Exercise prompt: Substitute "source image" for every occurrence of "input image" and write out all the records again with nothing else changed. Leave the pictures out of your answer.

Data extract:
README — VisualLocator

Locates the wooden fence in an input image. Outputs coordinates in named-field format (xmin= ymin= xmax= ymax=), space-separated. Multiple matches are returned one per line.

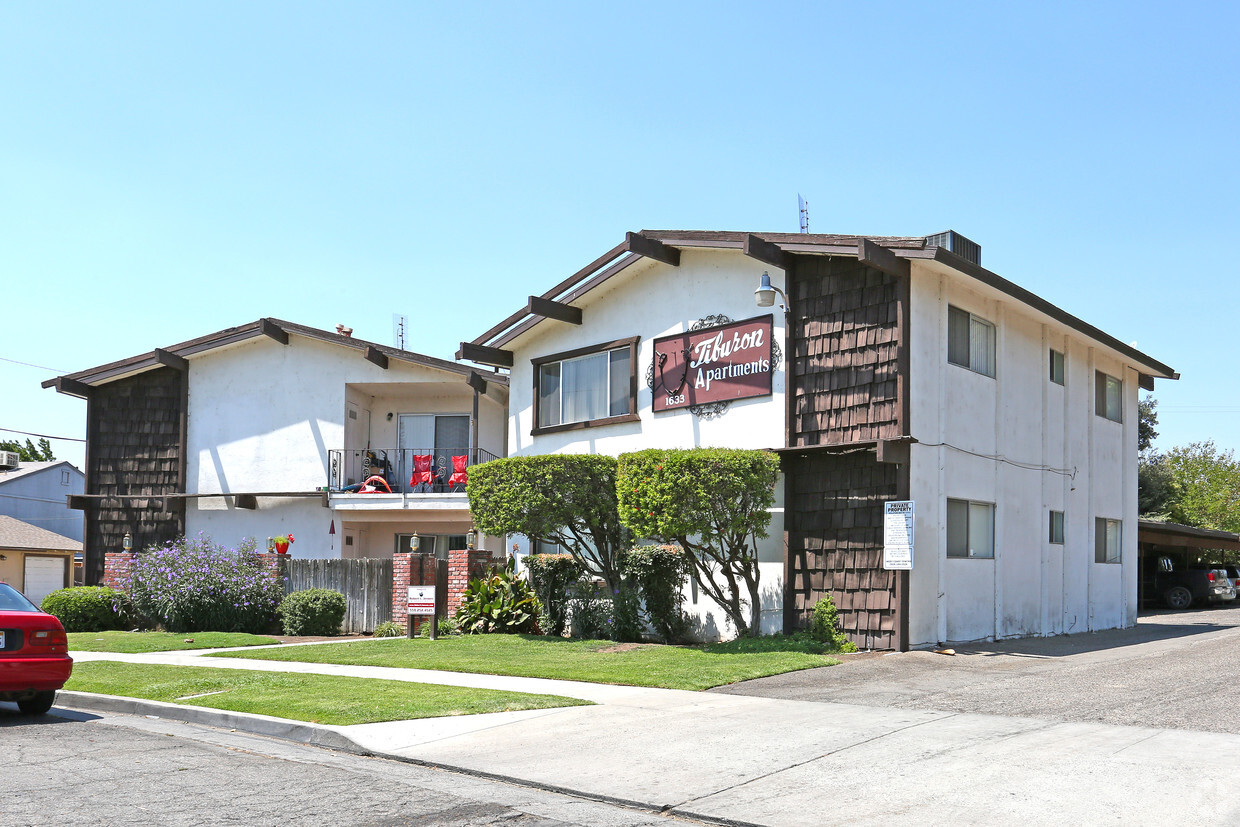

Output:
xmin=281 ymin=557 xmax=392 ymax=635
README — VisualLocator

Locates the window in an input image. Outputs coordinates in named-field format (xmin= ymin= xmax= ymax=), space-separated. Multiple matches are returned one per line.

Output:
xmin=947 ymin=305 xmax=994 ymax=377
xmin=1050 ymin=347 xmax=1064 ymax=384
xmin=947 ymin=500 xmax=994 ymax=558
xmin=1094 ymin=517 xmax=1123 ymax=563
xmin=1050 ymin=511 xmax=1064 ymax=546
xmin=533 ymin=338 xmax=639 ymax=434
xmin=1094 ymin=371 xmax=1123 ymax=422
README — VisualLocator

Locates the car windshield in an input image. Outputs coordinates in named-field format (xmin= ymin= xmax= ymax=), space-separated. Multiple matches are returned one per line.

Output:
xmin=0 ymin=583 xmax=38 ymax=611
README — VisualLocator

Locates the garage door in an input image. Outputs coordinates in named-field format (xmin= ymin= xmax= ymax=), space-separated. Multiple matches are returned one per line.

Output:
xmin=22 ymin=557 xmax=68 ymax=606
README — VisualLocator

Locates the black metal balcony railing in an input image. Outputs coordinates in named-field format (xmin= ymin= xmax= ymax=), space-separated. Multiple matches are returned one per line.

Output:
xmin=327 ymin=448 xmax=496 ymax=493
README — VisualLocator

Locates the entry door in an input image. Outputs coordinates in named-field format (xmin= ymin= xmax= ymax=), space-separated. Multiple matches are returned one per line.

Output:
xmin=22 ymin=557 xmax=68 ymax=606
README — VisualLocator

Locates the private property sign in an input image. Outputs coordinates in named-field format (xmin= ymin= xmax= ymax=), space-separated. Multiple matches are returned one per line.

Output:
xmin=883 ymin=500 xmax=916 ymax=570
xmin=653 ymin=315 xmax=774 ymax=412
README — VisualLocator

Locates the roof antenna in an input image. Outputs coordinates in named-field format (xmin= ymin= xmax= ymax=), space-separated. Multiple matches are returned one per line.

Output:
xmin=392 ymin=312 xmax=409 ymax=351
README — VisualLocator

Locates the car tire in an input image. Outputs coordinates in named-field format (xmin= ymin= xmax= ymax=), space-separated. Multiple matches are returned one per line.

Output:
xmin=17 ymin=691 xmax=56 ymax=715
xmin=1163 ymin=585 xmax=1193 ymax=610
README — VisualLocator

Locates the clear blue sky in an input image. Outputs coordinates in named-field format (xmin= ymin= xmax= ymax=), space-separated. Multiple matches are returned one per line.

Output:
xmin=0 ymin=1 xmax=1240 ymax=462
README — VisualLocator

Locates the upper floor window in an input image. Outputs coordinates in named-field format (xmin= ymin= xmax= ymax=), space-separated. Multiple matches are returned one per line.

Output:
xmin=1094 ymin=517 xmax=1123 ymax=563
xmin=1050 ymin=348 xmax=1064 ymax=384
xmin=533 ymin=338 xmax=639 ymax=434
xmin=947 ymin=305 xmax=996 ymax=376
xmin=1094 ymin=371 xmax=1123 ymax=422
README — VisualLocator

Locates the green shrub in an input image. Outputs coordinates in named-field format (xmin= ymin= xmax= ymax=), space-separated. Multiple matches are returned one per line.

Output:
xmin=810 ymin=594 xmax=857 ymax=652
xmin=40 ymin=585 xmax=133 ymax=632
xmin=371 ymin=620 xmax=405 ymax=637
xmin=124 ymin=534 xmax=284 ymax=635
xmin=526 ymin=554 xmax=582 ymax=636
xmin=620 ymin=546 xmax=689 ymax=643
xmin=456 ymin=559 xmax=542 ymax=635
xmin=275 ymin=589 xmax=345 ymax=635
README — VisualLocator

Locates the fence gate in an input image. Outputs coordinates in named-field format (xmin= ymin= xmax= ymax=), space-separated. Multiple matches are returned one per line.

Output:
xmin=284 ymin=557 xmax=392 ymax=635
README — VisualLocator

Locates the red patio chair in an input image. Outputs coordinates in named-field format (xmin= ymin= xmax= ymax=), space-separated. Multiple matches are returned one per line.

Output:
xmin=409 ymin=454 xmax=435 ymax=491
xmin=448 ymin=456 xmax=469 ymax=491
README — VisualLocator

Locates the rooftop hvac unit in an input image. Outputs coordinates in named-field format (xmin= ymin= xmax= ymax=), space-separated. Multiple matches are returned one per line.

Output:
xmin=926 ymin=229 xmax=982 ymax=267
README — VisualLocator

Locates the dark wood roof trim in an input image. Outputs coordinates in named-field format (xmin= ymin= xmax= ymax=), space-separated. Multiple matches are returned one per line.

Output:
xmin=42 ymin=319 xmax=508 ymax=397
xmin=740 ymin=233 xmax=791 ymax=270
xmin=526 ymin=296 xmax=582 ymax=325
xmin=624 ymin=233 xmax=681 ymax=267
xmin=857 ymin=238 xmax=913 ymax=278
xmin=909 ymin=247 xmax=1179 ymax=379
xmin=258 ymin=319 xmax=289 ymax=345
xmin=456 ymin=342 xmax=512 ymax=367
xmin=154 ymin=347 xmax=190 ymax=373
xmin=362 ymin=345 xmax=387 ymax=371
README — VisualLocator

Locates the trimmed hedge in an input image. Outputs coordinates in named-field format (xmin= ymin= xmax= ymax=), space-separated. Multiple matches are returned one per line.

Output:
xmin=40 ymin=585 xmax=133 ymax=632
xmin=275 ymin=589 xmax=345 ymax=635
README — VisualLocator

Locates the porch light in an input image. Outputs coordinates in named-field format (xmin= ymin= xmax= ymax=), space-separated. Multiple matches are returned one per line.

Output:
xmin=754 ymin=270 xmax=789 ymax=312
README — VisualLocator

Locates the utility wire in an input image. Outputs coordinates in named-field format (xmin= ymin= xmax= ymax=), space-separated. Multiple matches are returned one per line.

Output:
xmin=0 ymin=428 xmax=86 ymax=443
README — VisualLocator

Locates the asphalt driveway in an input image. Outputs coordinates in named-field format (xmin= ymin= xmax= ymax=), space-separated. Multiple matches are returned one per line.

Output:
xmin=712 ymin=608 xmax=1240 ymax=733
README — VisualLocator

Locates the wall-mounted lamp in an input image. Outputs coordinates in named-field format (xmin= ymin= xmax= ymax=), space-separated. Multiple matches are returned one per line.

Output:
xmin=754 ymin=270 xmax=790 ymax=312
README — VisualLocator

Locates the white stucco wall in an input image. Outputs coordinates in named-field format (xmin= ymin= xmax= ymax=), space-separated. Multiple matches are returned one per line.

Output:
xmin=0 ymin=462 xmax=86 ymax=542
xmin=508 ymin=248 xmax=785 ymax=640
xmin=186 ymin=334 xmax=502 ymax=558
xmin=910 ymin=263 xmax=1137 ymax=645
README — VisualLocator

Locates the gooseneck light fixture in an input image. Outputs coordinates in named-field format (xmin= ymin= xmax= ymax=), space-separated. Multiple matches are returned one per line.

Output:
xmin=754 ymin=270 xmax=790 ymax=312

Answer to the exercise:
README — VisualLocator

Locates the wooden fence in an source image. Outputs coordinates in named-field format (xmin= ymin= xmax= ymax=), space-separated. Multiple matches are returned one per line.


Output:
xmin=281 ymin=557 xmax=392 ymax=635
README — VisualLocator

Locates the window in an source image. Outputs coordinates in named-field format (xmin= ymin= xmax= ymax=), space-separated. Multiple matches are returned one per line.

Output:
xmin=947 ymin=305 xmax=994 ymax=377
xmin=1050 ymin=347 xmax=1064 ymax=384
xmin=947 ymin=500 xmax=994 ymax=558
xmin=1094 ymin=517 xmax=1123 ymax=563
xmin=1050 ymin=511 xmax=1064 ymax=546
xmin=533 ymin=338 xmax=639 ymax=434
xmin=1094 ymin=371 xmax=1123 ymax=422
README — VisualLocator

Locates the car windshield in an source image. Outputs coordinates in named-field format (xmin= ymin= xmax= ymax=), space-separated. Multiple matches are returned one per line.

Output:
xmin=0 ymin=583 xmax=38 ymax=611
README — VisualLocator

Locates the garage door in an source image. Outputs coordinates in named-field format (xmin= ymin= xmax= ymax=), space-separated. Multiple matches are returned one per line.

Output:
xmin=22 ymin=557 xmax=68 ymax=606
README — VisualLocator

Locates the black metal balcony railing in an source image. Outputs coordinates in named-field format (xmin= ymin= xmax= ymax=), space-separated. Multiple matches are returned one per line.

Output:
xmin=327 ymin=448 xmax=496 ymax=493
README — VisualLocator

Locates the entry door in an source image. Outputs coordinates in named-field format (xmin= ymin= xmax= ymax=), space-separated. Multiple matches are returned one per line.

Output:
xmin=22 ymin=557 xmax=68 ymax=606
README — VisualLocator

Locates the private property sign in an source image. Outputs coordinates in named-field format (xmin= ymin= xmax= ymax=), space-separated. Multiple matches are returned one per line.

Output:
xmin=883 ymin=500 xmax=916 ymax=570
xmin=653 ymin=315 xmax=774 ymax=412
README — VisualLocator

Locates the roof antenna in an source image. Outputs coordinates in named-field format (xmin= ymin= xmax= ymax=), space-separated. Multiple matches are returned one per line.

Output:
xmin=392 ymin=312 xmax=409 ymax=351
README — VisualLocator

Locates the car tire in an source image. Outputs coordinates in named-field format (xmin= ymin= xmax= ymax=), space-separated. Multiple matches are returned one per line.

Output:
xmin=17 ymin=691 xmax=56 ymax=715
xmin=1163 ymin=585 xmax=1193 ymax=610
README — VisualLocator

Locates the clear blue sky in an source image. Outputs coordinates in named-field format (xmin= ymin= xmax= ymax=), space-separated. Multiple matches are returned one per line.

Output:
xmin=0 ymin=1 xmax=1240 ymax=462
README — VisualLocator

Locates the upper floor window in an source image. Outputs coordinates in named-field format (xmin= ymin= xmax= ymax=), space-separated. Multiple matches are returned one per line.

Output:
xmin=1094 ymin=517 xmax=1123 ymax=563
xmin=1050 ymin=348 xmax=1064 ymax=384
xmin=533 ymin=338 xmax=639 ymax=434
xmin=947 ymin=305 xmax=996 ymax=376
xmin=1094 ymin=371 xmax=1123 ymax=422
README — VisualLocator

Locates the green shrub in an source image. Outputs coordinates in named-field format (xmin= ymin= xmax= ymax=), space-separated. Multiple matches are returned one per line.

Output:
xmin=810 ymin=594 xmax=857 ymax=652
xmin=40 ymin=585 xmax=133 ymax=632
xmin=371 ymin=620 xmax=405 ymax=637
xmin=124 ymin=534 xmax=284 ymax=635
xmin=526 ymin=554 xmax=582 ymax=636
xmin=620 ymin=546 xmax=689 ymax=643
xmin=456 ymin=559 xmax=542 ymax=635
xmin=275 ymin=589 xmax=345 ymax=635
README — VisualLocator

Locates the fence gate in an source image. Outputs coordinates in named-field format (xmin= ymin= xmax= ymax=), space-separated. Multiple matches are returned one per line.

Output:
xmin=284 ymin=557 xmax=392 ymax=635
README — VisualLocator

Locates the red patio chair in an source image. Outputs coordinates in named-field format (xmin= ymin= xmax= ymax=), space-separated. Multiple matches are returned one per line.

Output:
xmin=409 ymin=454 xmax=435 ymax=491
xmin=448 ymin=456 xmax=469 ymax=491
README — VisualLocator

Locates the rooftop hvac unit in an source image. Outputs coordinates in named-field format (xmin= ymin= xmax= ymax=), space-separated. Multiple matches are returned one per line.

Output:
xmin=926 ymin=229 xmax=982 ymax=267
README — VisualLocator

Locates the dark wood roof trim in an source image. Outputs coordinates in named-field format (xmin= ymin= xmax= ymax=), space-separated. Multiple matches are returned one per line.

Output:
xmin=42 ymin=319 xmax=508 ymax=397
xmin=740 ymin=233 xmax=791 ymax=270
xmin=526 ymin=296 xmax=582 ymax=325
xmin=624 ymin=233 xmax=681 ymax=267
xmin=857 ymin=238 xmax=913 ymax=278
xmin=909 ymin=247 xmax=1179 ymax=379
xmin=258 ymin=319 xmax=289 ymax=345
xmin=456 ymin=342 xmax=512 ymax=367
xmin=154 ymin=347 xmax=190 ymax=373
xmin=362 ymin=345 xmax=387 ymax=371
README — VisualLocator

Locates the trimmed hedge in an source image. Outputs coordinates in named-field format (xmin= ymin= xmax= ymax=), space-separated. Multiple matches are returned one per line.

Output:
xmin=40 ymin=585 xmax=133 ymax=632
xmin=275 ymin=589 xmax=345 ymax=635
README — VisualLocator

Locates the porch light in an source image. Outputs coordinates in named-field format (xmin= ymin= xmax= ymax=), space-separated. Multiple matches are returned one per line.

Output:
xmin=754 ymin=270 xmax=789 ymax=312
README — VisualLocator

Locates the utility wire in an source image. Outputs coordinates in named-field format (xmin= ymin= xmax= ymax=), space-separated. Multiple matches are returned one per line.

Output:
xmin=0 ymin=428 xmax=86 ymax=443
README — VisualLocator

Locates the asphalt driveway in an source image. Outputs coordinates in named-field format (xmin= ymin= xmax= ymax=), space-separated. Multiple matches are returned one per line.

Output:
xmin=712 ymin=608 xmax=1240 ymax=733
README — VisualLocator

Locates the wall-mounted lamp in an source image. Outputs coordinates in named-field format (xmin= ymin= xmax= ymax=), space-separated. Multiple matches are returned one per line.

Output:
xmin=754 ymin=270 xmax=790 ymax=312
README — VisualLocator

Locates the white stucco wall in an source image. Outputs coordinates in named-field format (xmin= ymin= xmax= ymax=), space-separated. Multiple matches are returned one per line.

Output:
xmin=0 ymin=462 xmax=86 ymax=542
xmin=508 ymin=248 xmax=785 ymax=640
xmin=186 ymin=334 xmax=502 ymax=558
xmin=910 ymin=263 xmax=1137 ymax=645
README — VisualLocator

Locates the gooseneck light fixture in an source image. Outputs coordinates in named-field format (xmin= ymin= xmax= ymax=), space-separated. Multiple matches are returned one per line.

Output:
xmin=754 ymin=270 xmax=790 ymax=312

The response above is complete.